[Pointing dataset records]
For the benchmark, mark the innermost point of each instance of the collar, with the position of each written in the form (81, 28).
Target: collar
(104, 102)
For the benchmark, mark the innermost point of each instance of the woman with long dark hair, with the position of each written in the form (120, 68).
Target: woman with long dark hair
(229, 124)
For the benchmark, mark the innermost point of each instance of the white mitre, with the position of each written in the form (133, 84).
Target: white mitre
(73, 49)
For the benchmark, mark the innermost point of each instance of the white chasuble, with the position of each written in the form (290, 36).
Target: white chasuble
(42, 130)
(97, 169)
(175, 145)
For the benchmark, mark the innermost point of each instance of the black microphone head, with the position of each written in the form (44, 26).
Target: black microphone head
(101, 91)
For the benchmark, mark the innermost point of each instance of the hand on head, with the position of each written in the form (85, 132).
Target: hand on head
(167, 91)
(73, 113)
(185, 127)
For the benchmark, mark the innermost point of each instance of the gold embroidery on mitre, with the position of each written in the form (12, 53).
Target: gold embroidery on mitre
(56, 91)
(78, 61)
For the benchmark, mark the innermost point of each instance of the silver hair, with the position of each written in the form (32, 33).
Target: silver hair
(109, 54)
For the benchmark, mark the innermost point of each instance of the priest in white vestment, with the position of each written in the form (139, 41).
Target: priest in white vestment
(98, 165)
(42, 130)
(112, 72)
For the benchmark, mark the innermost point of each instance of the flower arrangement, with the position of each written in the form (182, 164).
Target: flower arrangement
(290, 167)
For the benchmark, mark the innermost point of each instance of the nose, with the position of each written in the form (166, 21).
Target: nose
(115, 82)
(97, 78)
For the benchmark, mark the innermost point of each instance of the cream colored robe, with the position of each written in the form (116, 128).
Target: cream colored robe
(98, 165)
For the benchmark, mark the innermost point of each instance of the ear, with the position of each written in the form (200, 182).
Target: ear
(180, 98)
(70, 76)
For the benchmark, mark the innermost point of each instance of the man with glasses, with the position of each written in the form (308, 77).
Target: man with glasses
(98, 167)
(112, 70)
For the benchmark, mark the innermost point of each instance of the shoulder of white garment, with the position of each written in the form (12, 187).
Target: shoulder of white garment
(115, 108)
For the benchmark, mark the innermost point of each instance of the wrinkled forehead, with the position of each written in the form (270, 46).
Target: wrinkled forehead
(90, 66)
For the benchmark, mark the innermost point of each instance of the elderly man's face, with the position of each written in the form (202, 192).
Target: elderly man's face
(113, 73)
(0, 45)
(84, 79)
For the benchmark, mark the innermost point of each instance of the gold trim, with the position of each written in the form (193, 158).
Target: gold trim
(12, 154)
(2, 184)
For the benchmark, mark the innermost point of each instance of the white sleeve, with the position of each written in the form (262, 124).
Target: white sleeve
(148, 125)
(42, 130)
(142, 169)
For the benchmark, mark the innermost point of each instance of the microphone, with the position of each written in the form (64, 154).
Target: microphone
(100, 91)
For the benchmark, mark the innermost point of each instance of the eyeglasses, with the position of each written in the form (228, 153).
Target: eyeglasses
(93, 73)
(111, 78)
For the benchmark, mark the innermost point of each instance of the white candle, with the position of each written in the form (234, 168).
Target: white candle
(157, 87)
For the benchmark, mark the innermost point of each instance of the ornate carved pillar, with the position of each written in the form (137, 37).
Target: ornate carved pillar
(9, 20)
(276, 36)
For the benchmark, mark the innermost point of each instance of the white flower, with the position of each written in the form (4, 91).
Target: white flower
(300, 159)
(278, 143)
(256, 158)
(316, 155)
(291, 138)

--

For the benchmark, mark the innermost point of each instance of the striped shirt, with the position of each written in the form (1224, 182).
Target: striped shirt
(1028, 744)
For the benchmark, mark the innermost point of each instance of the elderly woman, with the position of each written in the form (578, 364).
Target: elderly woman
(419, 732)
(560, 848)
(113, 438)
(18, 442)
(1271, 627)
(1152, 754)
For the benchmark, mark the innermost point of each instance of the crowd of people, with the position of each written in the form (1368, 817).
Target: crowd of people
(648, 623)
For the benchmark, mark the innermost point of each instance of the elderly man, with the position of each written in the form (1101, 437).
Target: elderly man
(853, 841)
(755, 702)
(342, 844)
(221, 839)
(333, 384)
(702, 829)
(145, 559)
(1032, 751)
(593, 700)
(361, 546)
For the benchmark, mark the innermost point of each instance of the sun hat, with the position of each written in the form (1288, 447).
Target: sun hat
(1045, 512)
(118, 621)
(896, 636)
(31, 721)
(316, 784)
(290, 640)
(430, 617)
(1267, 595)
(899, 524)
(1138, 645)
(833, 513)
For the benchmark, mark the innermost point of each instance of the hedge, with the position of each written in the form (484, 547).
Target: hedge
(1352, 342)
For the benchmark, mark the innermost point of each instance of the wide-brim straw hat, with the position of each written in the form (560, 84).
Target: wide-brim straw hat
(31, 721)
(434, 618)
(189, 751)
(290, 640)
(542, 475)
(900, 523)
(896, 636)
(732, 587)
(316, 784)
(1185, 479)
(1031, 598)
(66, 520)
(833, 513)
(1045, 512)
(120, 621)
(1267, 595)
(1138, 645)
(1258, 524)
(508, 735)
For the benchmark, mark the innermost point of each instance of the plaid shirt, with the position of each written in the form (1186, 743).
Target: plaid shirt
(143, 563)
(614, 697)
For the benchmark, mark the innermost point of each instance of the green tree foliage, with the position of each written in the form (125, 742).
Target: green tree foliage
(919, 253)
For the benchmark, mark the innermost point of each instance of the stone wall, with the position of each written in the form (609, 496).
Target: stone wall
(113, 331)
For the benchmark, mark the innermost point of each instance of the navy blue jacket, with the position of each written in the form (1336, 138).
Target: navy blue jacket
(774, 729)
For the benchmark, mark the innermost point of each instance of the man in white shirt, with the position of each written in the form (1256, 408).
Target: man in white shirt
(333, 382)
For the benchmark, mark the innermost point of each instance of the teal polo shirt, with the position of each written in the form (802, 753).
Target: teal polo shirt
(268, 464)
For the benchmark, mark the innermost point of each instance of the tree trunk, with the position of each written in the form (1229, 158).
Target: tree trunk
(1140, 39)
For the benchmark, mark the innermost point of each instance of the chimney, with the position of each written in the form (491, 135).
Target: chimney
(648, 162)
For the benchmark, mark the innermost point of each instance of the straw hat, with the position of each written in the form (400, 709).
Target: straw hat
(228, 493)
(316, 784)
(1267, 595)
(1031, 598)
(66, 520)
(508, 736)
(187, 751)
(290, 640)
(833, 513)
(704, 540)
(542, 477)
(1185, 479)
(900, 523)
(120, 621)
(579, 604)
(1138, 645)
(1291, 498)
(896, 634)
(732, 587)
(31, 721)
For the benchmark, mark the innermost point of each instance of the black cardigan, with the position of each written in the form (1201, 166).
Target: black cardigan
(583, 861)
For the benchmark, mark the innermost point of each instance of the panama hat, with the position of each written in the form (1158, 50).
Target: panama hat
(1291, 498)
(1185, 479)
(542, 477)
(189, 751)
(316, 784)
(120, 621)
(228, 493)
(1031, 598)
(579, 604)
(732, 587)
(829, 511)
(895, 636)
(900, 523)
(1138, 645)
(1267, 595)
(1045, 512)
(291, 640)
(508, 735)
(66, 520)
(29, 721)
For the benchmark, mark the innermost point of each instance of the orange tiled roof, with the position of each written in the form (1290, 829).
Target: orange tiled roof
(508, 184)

--

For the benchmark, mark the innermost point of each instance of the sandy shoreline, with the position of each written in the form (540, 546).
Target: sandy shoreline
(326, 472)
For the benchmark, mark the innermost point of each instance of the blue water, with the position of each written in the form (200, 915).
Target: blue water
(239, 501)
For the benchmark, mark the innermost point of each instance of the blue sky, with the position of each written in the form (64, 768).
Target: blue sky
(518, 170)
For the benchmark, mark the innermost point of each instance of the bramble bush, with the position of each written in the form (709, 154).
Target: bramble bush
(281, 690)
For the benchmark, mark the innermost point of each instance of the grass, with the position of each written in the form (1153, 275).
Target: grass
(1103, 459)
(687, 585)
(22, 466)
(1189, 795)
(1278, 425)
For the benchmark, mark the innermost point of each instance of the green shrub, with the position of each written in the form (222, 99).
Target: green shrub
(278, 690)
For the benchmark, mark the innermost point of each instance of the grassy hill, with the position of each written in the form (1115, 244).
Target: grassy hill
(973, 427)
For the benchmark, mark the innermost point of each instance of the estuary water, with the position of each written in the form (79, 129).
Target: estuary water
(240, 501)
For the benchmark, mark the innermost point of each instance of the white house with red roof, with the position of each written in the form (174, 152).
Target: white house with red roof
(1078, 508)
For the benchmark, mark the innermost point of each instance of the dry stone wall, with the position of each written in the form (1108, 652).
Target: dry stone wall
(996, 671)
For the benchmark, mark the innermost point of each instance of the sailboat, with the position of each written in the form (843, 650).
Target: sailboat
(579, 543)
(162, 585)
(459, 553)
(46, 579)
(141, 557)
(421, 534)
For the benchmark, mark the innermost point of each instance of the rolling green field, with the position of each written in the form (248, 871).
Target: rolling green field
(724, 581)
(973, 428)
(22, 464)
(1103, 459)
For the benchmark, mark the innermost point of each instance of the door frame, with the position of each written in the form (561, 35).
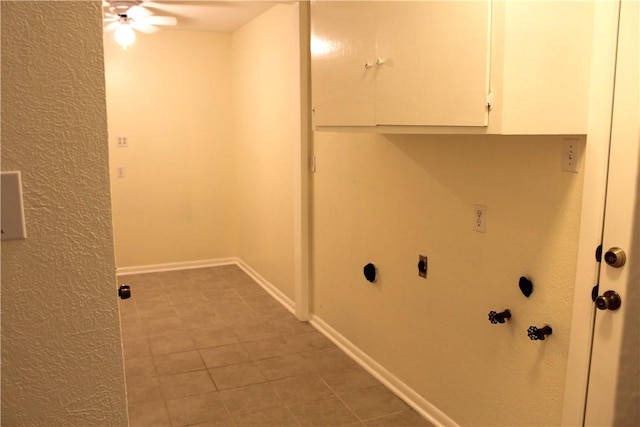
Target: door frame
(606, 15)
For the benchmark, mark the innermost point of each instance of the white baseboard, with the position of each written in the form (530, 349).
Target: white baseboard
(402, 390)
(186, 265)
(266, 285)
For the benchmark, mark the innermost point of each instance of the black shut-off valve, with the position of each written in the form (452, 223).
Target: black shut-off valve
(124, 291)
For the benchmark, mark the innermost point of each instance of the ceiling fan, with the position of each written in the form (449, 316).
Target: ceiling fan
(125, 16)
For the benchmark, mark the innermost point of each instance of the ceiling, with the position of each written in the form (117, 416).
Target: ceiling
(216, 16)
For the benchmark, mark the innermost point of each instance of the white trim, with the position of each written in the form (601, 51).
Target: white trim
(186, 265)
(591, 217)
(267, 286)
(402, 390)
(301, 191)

### [Problem]
Take the lines of the records above that begin with the line containing "form (174, 152)." and run through the line containing "(1078, 508)". Arrange only those lines as a JSON list of strings, one string per line, leaving out any blank lines.

### [Exercise answer]
[
  "For the benchmark, mark the innermost point of each instance of the white house with red roof, with the position of each written in the form (174, 152).",
  "Target: white house with red roof",
  "(1078, 508)"
]